— start Data provided —

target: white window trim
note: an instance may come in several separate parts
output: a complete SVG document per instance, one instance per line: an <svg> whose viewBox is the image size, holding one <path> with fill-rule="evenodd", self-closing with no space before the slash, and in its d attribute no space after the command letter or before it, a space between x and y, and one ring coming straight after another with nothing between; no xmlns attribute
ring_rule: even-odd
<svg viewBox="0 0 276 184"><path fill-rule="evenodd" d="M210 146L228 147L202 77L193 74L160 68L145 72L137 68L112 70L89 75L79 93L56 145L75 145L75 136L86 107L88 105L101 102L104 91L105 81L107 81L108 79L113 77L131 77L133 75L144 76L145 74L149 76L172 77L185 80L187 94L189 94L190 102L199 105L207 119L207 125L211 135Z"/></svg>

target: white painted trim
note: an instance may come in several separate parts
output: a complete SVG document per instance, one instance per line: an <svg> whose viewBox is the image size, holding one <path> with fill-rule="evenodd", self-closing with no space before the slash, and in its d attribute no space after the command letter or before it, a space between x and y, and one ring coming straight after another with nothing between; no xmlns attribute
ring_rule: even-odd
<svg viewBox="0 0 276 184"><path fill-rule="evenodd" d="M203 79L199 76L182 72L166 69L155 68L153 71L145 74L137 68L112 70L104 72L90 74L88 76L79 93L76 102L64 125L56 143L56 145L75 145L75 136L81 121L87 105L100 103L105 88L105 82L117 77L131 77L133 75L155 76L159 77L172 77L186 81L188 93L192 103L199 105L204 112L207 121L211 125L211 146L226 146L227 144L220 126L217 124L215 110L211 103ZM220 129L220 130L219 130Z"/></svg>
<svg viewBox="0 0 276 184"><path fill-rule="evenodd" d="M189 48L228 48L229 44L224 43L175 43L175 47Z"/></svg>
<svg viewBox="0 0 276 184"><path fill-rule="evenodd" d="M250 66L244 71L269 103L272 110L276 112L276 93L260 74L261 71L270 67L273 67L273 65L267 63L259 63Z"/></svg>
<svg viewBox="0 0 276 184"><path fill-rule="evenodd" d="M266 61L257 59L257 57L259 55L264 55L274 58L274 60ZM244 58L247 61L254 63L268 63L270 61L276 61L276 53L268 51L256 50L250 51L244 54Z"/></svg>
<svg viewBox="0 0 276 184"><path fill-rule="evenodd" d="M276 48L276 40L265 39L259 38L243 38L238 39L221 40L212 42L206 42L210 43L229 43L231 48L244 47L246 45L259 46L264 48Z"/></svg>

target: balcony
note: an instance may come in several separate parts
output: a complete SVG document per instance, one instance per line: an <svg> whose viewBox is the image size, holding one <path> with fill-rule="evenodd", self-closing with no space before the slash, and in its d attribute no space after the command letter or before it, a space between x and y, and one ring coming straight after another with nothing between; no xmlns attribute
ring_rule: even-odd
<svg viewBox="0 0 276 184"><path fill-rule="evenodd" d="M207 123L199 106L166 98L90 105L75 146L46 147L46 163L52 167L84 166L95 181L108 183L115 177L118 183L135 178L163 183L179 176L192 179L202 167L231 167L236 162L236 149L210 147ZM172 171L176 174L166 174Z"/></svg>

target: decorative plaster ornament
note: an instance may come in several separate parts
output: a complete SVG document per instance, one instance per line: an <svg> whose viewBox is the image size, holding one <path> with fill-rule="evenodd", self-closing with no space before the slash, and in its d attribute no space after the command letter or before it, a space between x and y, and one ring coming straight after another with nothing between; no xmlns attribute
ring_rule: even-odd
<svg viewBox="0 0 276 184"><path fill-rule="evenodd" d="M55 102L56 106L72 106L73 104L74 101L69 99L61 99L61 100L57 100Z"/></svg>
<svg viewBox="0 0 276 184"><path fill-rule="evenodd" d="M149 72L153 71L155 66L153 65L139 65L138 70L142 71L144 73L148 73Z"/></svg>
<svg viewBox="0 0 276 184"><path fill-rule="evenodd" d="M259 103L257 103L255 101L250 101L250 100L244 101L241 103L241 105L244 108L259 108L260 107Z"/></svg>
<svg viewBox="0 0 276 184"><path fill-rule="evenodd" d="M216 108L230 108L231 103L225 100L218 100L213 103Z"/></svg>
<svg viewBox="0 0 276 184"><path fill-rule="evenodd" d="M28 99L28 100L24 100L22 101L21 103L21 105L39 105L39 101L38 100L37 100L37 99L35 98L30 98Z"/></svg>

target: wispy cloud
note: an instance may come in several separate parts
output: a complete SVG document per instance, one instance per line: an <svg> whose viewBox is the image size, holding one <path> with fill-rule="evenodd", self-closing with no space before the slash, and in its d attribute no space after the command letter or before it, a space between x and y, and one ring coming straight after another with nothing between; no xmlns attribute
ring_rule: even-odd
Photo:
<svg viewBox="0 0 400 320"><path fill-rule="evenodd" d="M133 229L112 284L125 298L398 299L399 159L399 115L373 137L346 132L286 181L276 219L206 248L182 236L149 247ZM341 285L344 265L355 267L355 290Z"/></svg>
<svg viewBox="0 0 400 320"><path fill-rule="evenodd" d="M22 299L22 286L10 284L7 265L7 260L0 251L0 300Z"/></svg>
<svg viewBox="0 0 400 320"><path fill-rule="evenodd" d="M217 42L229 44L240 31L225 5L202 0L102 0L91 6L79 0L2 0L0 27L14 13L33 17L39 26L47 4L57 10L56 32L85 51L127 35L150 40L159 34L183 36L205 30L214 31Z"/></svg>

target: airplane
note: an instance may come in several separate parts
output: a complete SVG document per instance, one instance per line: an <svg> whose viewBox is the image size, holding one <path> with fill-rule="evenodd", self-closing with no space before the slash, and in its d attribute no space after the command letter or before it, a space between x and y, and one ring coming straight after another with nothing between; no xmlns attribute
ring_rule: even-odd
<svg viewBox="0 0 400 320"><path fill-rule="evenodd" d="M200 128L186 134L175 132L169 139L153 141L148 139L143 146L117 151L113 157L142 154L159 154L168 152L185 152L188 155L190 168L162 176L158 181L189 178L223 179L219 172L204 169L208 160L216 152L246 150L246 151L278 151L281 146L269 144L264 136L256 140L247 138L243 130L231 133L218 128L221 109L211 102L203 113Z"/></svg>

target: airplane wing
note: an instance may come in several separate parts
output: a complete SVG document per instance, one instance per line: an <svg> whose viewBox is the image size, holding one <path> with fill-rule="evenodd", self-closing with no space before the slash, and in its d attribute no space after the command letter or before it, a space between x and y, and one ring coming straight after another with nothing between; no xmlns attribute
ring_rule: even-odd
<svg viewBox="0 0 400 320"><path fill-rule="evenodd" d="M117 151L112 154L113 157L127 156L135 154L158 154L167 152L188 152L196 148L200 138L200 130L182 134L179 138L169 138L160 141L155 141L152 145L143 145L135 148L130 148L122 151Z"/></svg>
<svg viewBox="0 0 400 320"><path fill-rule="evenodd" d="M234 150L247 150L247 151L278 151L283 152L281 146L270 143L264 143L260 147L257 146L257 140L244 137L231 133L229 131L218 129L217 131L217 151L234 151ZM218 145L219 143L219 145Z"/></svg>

— end Data provided —

### Set exercise
Which lines of the records contain the string "white", counting only matches of the same case? Pull out each of those lines in full.

### Result
target: white window trim
target: white painted trim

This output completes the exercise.